◆ **About this task**: Edit the speaker profile below by rewriting the part that opens with "His own story" and closes with "the following year.". In that part, put "film" in place of "documentary".

++++ Extract provided

Jonny Benjamin
Mental health sits at the top of every wellbeing strategy and somewhere near the bottom of most line managers’ confidence list. Policies exist, EAP usage is reported, and yet the conversations that actually prevent harm rarely happen on the floor. The gap is not awareness. It is the willingness to speak first, and the skill to respond when someone else does.
Jonny Benjamin MBE is a mental health campaigner, author and founder of the youth charity Beyond who helps organisations turn wellbeing policy into the kind of conversation managers and colleagues will actually have.
Full Profile
Why organisations work with Jonny Benjamin
- He brings a globally tracked story (the Find Mike campaign reached more than 319 million people) into a corporate room without it becoming a tribute act. The point is what changed in the bystander, not the bridge.
- He has built two of the institutions he speaks about. Beyond, the youth mental health charity, and This Can Happen, the workplace conference, are not anecdotes; they are operating organisations he co-founded.
- He pairs lived clinical experience of schizoaffective disorder with a public campaigning record recognised by Rethink Mental Illness (first Janey Antoniou Award) and an MBE for suicide prevention. That combination changes how senior audiences listen.
- His material works as a managerial primer, not a memoir reading. Audiences leave with a clearer sense of what to say in the first ninety seconds when a colleague signals they are not okay.
Biography highlights
- Awarded an MBE in 2017 for services to mental health and suicide prevention.
- Founder of Beyond, a youth mental health charity established in 2018 funding interventions in UK schools and colleges.
- Co-founder of This Can Happen, the workplace mental health conference launched in 2017.
- First recipient of the Janey Antoniou Award from Rethink Mental Illness (2013) for campaigning on severe mental illness.
- Co-author with Britt Pfluger of “The Stranger on the Bridge” (Pan Macmillan, 2018, foreword by HRH The Duke of Cambridge) and “The Book of Hope: 101 Voices on Overcoming Adversity” (Pan Macmillan, 2021).
- Subject of the Channel 4 documentary “The Stranger on the Bridge” (2015), which charted his successful search for Neil Laybourn, the stranger who intervened on Waterloo Bridge in 2008.
Biography
Most workplace mental health programmes are well written and quietly underused. The policy is in the handbook, the EAP is on the intranet, and the manager who notices a struggling colleague still hesitates to say the first sentence. Jonny Benjamin’s work sits in that hesitation.
His own story explains the angle. Diagnosed with schizoaffective disorder in his early twenties, he wrote “The Stranger on the Bridge” with Britt Pfluger to chart how he came to be on Waterloo Bridge in 2008 and what the stranger, later identified as Neil Laybourn, actually did in those minutes. The 2014 Find Mike campaign that reunited them reached more than 319 million people and became a Channel 4 documentary the following year.
What followed is what makes him useful to serious organisations. He co-founded This Can Happen in 2017, the workplace mental health conference now used by HR and wellbeing leads to benchmark practice, and founded the youth charity Beyond in 2018 to fund early intervention in UK schools. Rethink Mental Illness gave him the first Janey Antoniou Award in 2013; the MBE followed in 2017.

++++++++
++++ Data

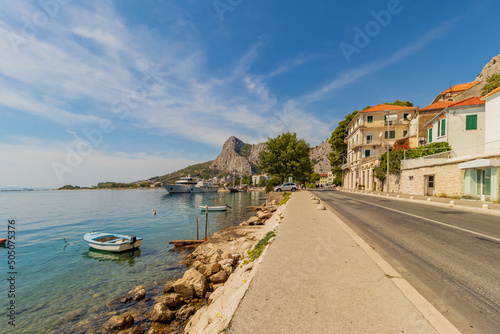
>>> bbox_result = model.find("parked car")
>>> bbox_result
[273,183,299,191]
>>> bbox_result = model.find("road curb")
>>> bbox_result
[338,189,500,216]
[322,196,461,334]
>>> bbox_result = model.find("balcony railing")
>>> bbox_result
[402,140,500,169]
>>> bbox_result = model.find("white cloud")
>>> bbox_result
[300,19,457,104]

++++++++

◆ **Expected output**:
His own story explains the angle. Diagnosed with schizoaffective disorder in his early twenties, he wrote “The Stranger on the Bridge” with Britt Pfluger to chart how he came to be on Waterloo Bridge in 2008 and what the stranger, later identified as Neil Laybourn, actually did in those minutes. The 2014 Find Mike campaign that reunited them reached more than 319 million people and became a Channel 4 film the following year.